## Records for the task
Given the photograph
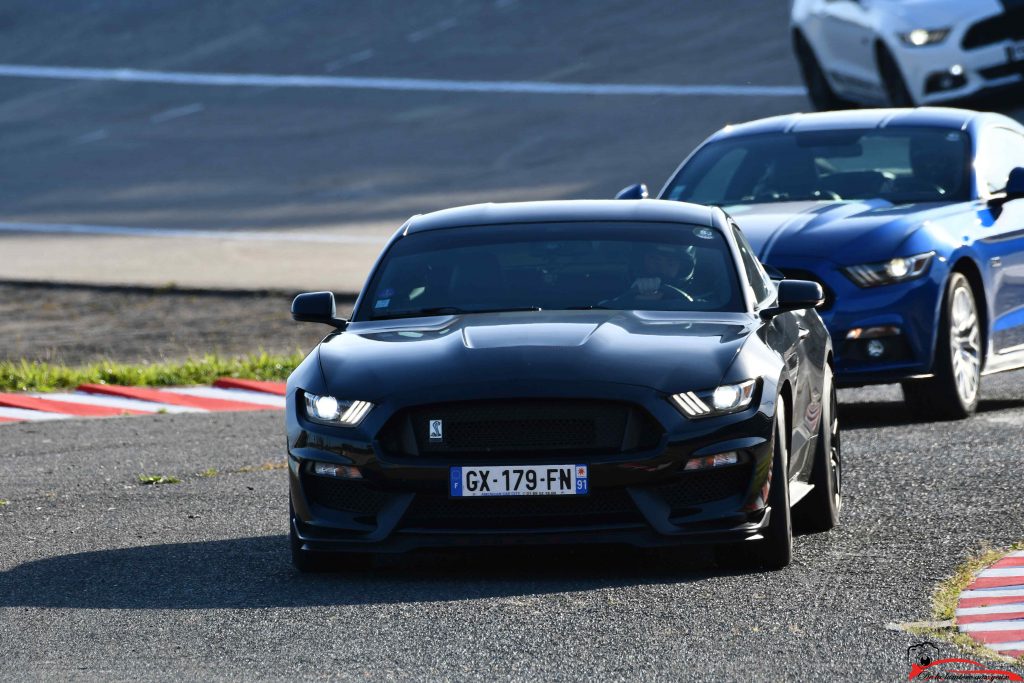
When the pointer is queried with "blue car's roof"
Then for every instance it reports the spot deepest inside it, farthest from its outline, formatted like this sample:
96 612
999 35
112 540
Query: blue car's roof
855 119
563 211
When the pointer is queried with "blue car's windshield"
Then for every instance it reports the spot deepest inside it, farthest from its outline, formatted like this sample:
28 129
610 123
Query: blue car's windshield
570 265
901 165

## Problem description
Exact copy, pictures excluded: restate every record above word for word.

## Result of this exercise
Given the photograph
When the pointer is queried with "blue car's roof"
Then for every instance it reports the spot deepest inside it, farthest from its outline, formatted like this sample:
96 612
999 35
112 540
Query: blue car's roof
855 119
563 211
When the pointer is queried with "blue car's windshield"
Then for every instance it reports the spot deepest inside it, farthest from its outline, formatted like this sample:
28 129
610 123
Query: blue car's windshield
570 265
901 165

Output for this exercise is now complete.